Document passage:
[Begin]

The group on the Clarification of EPA Method 311 provides feedback to the U.S. EPA on their Method 311 for HAPS in coatings. R. Nelson has retired as chair and has been replaced by his NPCA successor, D. Darling, who provided the group with an overview of the Method 311 Round Robin work completed by NPCA back in the summer of 2003. The intent of the study was to identify the precision limits for the method. Unfortunately, not enough samples were tested to develop proper precision limits. M. Wills took the data and wrote a report for the task group that was received in 2004. A further goal of the group was to have him publish an article in a trade magazine informing the public of the results of the Method 311 Round Robin. Because of concerns over the results of the study (specifically, repeatability results ranging from 2% to 19%, reproducibility 5-157% for individual HAPs tested and 8-34% for total HAPs), NPCA and other coating application industries were very concerned with the precision results for Method 311 Round Robin. Therefore, Prof. Wills was asked to delay developing an article until the ramifications of the article and the results of the Round Robin could be analyzed, especially considering that Method 311 would be used to determine HAP content of coatings in compliance situations. Further concerns were raised over rumors that certain states were getting ready to run Method 311 on surface coatings for compliance purposes. Upon further review, NPCA decided to send EPA a letter requesting a meeting to discuss problems with Method 311 and discuss possible solutions, including possible "safe harbor" language in case of a compliance situation where there was a difference between formulation and Method 311 test data. The task group concluded that further discussions on ways to improve the Method should occur at the next meeting in Toronto.

The Rapid Nonvolatile Determination Group met under the leadership of K. Leavell. The main purpose of the meeting was to cover the negatives and comments from a recent main and sub-committee ballot. A number of changes will be made and the method (WK 3882 "Standard Test Method for Rapid Determination of the Nonvolatile Content of Coatings by Loss in Weight") will be reballoted. The importance of this method is the short time that it takes to run. It is much more rapid than other methods and should be useful for QC measurements.

The group on GC Analysis of Specific Volatile Components has jurisdiction over three methods, D6133, D6438, and D6886. Chair M. Wills reported that a new Agilent 6890 GC/MS/FID system, including a Model G1888 Headspace Sampler, has been installed at California Polytechnic State University and has been tested with several coatings. A number of the 28 coatings analyzed for NPCA/SCAQMD's rule 1113 assessment in the fall of 2005 using ASTM Method D6886 on an older HP 5890 GC system have been analyzed with the new system and were compared with results obtained using ASTM Method 6886 on the older GC system. In our hands, the static headspace system gives excellent results for the speciated VOC content of the waterborne coatings that have been analyzed to date. We have tested a modification of Method 6886 in which the solvent used for analyzing coatings is water instead of tetrahydrofuran. The use of static headspace shows promise for the analysis of two-component systems and appears to give VOC content results which are nearly the same as those expected by EPA's Method 24 for total volatile content (ASTM Method 2369).

[End]

Task 1:
Retype part of the coatings test methods report, beginning at the words "The Rapid Nonvolatile" and stopping after "for QC measurements.".
Task 2:
In the coatings test methods report, who replaced R. Nelson as chair of the group on the Clarification of EPA Method 311?
Task 3:
Carry on the coatings test methods report from its last sentence.

Point annotation dataset records

[Begin]

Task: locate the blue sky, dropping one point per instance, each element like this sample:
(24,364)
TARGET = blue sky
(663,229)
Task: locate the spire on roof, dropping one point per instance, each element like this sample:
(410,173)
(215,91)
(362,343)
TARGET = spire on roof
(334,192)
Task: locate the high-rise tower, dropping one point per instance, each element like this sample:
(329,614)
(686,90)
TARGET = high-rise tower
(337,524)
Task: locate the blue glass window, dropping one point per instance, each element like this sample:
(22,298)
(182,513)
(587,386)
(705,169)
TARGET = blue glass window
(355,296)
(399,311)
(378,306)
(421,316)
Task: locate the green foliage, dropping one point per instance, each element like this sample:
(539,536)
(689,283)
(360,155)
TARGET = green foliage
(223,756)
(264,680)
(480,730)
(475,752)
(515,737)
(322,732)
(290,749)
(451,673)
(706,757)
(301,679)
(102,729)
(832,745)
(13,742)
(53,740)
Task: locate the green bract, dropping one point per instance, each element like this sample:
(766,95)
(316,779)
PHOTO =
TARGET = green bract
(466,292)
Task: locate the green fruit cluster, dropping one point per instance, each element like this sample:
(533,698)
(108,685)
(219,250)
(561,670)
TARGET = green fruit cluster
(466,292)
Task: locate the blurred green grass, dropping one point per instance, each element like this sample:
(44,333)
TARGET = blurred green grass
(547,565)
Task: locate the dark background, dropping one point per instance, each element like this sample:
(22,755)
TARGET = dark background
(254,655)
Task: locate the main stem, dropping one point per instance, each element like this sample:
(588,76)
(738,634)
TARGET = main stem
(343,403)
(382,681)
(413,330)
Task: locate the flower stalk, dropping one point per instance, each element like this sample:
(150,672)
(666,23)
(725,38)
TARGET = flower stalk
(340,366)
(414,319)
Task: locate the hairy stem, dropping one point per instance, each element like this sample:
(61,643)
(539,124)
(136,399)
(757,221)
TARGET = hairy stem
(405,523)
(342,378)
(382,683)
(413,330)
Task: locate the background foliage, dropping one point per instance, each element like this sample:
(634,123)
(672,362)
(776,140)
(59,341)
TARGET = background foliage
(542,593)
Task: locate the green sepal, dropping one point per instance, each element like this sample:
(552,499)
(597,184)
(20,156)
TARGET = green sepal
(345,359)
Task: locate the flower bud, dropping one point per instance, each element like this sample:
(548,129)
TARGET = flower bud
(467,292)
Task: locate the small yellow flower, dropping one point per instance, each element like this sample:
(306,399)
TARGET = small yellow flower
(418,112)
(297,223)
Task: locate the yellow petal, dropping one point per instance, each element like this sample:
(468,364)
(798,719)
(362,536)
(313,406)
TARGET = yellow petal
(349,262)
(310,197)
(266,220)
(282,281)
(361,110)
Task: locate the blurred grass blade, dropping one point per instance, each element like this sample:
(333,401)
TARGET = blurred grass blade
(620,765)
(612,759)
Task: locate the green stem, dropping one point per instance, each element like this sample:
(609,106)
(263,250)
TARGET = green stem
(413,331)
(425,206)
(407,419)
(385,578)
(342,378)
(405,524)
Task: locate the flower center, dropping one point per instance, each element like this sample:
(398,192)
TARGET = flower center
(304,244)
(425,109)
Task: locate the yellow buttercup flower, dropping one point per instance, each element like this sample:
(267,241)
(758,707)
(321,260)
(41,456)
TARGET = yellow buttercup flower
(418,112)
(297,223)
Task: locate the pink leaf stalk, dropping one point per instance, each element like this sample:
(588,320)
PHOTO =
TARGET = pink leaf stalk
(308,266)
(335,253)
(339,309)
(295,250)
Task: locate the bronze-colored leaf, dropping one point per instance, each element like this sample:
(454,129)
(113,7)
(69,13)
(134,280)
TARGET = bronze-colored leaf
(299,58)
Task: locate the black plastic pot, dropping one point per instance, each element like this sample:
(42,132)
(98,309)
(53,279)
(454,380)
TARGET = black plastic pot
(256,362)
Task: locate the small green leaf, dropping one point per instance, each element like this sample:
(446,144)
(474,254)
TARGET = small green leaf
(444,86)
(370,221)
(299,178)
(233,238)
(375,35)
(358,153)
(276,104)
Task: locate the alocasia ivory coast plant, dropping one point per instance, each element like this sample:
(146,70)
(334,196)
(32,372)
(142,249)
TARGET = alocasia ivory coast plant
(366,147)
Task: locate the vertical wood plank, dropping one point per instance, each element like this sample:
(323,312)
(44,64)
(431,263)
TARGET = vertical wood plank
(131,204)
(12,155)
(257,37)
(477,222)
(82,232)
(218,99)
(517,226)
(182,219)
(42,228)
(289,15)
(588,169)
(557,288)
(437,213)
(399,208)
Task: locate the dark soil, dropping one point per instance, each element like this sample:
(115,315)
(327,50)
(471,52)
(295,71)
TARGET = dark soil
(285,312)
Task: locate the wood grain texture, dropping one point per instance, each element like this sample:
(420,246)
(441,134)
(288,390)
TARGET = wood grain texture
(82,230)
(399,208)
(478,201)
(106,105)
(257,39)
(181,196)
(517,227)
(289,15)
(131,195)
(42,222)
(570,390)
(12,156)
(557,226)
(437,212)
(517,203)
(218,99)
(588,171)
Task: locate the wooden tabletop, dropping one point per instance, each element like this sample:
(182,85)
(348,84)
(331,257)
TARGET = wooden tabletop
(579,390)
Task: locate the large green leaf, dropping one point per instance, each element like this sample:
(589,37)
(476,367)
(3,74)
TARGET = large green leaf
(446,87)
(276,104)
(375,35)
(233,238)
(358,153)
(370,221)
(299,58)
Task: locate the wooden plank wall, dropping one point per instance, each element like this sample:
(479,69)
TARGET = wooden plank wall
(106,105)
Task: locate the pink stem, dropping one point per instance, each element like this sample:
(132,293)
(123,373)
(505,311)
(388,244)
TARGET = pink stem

[End]

Task answer 1:
The Rapid Nonvolatile Determination Group met under the leadership of K. Leavell. The main purpose of the meeting was to cover the negatives and comments from a recent main and sub-committee ballot. A number of changes will be made and the method (WK 3882 "Standard Test Method for Rapid Determination of the Nonvolatile Content of Coatings by Loss in Weight") will be reballoted. The importance of this method is the short time that it takes to run. It is much more rapid than other methods and should be useful for QC measurements.

Task answer 2:
D. Darling, his NPCA successor.

Task answer 3:
The group on Headspace GC Method for Low VOC Levels in Waterborne Products discussed the ASTM-ISO VOC Workgroup and how it pertained to the development of a headspace GC method for low VOC waterborne products. It was noted by Chairman Linder that the EPC and EPDLA position was that a joint ASTM-ISO VOC workgroup would provide a forum for bringing together representatives from ASTM and ISO that are working on developing analytical methods for measuring VOC in waterborne materials. The short-term goal of the joint VOC workgroup would be to enhance the sharing of information to develop reliable VOC analytical methods deemed acceptable for regulatory compliance. The long-term goal would be a harmonized method acceptable in North America and Europe (noting that differences in VOC regulatory programs complicate the establishment of a common method). B. Golton pointed out that D01.21.16 had been formed to address many of these issues and mentioned the memorandum of understanding (MOU) between ISO and ASTM. Chairman Linder expressed his opinion that the headspace VOC method was outside the scope of the MOU because the headspace GC method is specifically targeted at the U.S. regulatory definition of VOC which is very different from that in Europe. It was noted that the group was exemplary in its cooperation with ISO colleagues.

Chairman Linder next presented an update of the work currently being done with the headspace VOC method. Reproducibility needs to be improved, and a number of experiments were carried out to identify the cause and/or remediate the lab to lab variability. Experiments were carried out to better understand the effects of retention gap type, vial pressurization time, vial pressurization pressure, loop fill time, and water content. Although revisions were made to the method to address these findings, it was concluded that there was still a problem with reproducibility. New additional experiments have uncovered retention (adsorption) of alcohol components (including the previous 2-butoxyehtanol standard) in the headspace instrument contributed to low recoveries and poor reproducibility. Large instrument to instrument variability for various compounds was noted which was related to the inertness of the headspace auto sampler. It was noted that the use of Silicosteel[R] headspace components greatly improved problems with undesirable retention of various alcohols by the headspace system. Chairman Linder outlined current plans for an interlaboratory study with a test mixture designed to characterize the inertness of different laboratories headspace instruments and plans to adjust conditions to minimize problems with undesirable retention of volatiles such as alcohols. It was speculated that some similar procedure could be incorporated into the method to qualify the inertness and suitability of instrumentation for this analysis.

The group on Water Content by Calcium Hydride Method did not meet, due to the absence of Chairman Lynn. However, he sent an update on developments related to the method plus a copy of the latest version. HydroScout meters have been reprogrammed to have a dedicated program for the analysis of paint. The new method has been written for this version of the meter. Anyone who is interested can contact the Chair, who will send them a meter and some reagents. Those collaborators who already have older meters can send them back for upgrades.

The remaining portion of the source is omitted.